List every line in the entries below that contains the word "woman".

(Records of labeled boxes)
┄┄┄┄┄┄
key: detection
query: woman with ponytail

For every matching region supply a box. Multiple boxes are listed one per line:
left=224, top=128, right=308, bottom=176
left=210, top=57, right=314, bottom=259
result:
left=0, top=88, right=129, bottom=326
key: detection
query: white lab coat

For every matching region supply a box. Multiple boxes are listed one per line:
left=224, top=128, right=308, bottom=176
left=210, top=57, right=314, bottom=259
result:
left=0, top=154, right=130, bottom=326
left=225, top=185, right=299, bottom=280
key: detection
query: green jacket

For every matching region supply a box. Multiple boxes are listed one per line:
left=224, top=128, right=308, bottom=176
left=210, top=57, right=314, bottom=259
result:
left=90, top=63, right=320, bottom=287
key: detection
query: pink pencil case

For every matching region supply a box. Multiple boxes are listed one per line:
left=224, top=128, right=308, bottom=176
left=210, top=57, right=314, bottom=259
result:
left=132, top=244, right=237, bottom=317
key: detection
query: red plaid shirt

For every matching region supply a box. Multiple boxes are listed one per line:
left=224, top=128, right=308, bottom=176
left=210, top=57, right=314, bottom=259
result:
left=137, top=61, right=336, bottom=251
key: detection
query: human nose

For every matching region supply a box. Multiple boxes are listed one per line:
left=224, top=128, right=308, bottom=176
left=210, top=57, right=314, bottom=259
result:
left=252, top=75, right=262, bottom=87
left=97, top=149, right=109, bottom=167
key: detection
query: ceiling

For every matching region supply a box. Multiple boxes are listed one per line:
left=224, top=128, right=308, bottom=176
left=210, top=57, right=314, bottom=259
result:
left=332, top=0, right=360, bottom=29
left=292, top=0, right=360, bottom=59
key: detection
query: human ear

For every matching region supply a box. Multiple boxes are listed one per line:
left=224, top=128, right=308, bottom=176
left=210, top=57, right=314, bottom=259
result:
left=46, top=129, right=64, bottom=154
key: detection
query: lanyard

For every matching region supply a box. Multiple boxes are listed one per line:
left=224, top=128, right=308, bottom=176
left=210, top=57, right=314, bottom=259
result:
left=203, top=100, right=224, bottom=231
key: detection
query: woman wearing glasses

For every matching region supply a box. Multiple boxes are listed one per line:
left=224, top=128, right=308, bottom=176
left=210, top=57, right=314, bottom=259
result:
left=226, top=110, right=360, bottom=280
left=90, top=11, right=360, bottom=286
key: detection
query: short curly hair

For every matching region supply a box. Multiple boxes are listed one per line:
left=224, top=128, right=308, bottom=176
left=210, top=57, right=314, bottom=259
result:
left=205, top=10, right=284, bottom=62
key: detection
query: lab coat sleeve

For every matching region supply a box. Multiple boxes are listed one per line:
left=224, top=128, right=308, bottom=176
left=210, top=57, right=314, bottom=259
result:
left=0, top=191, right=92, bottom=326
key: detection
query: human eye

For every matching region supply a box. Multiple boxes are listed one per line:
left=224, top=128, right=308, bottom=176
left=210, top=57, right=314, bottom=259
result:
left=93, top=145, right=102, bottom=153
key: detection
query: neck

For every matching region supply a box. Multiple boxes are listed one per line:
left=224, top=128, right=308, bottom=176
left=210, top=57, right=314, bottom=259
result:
┄┄┄┄┄┄
### The completed task
query: woman with ponytail
query: woman wearing glasses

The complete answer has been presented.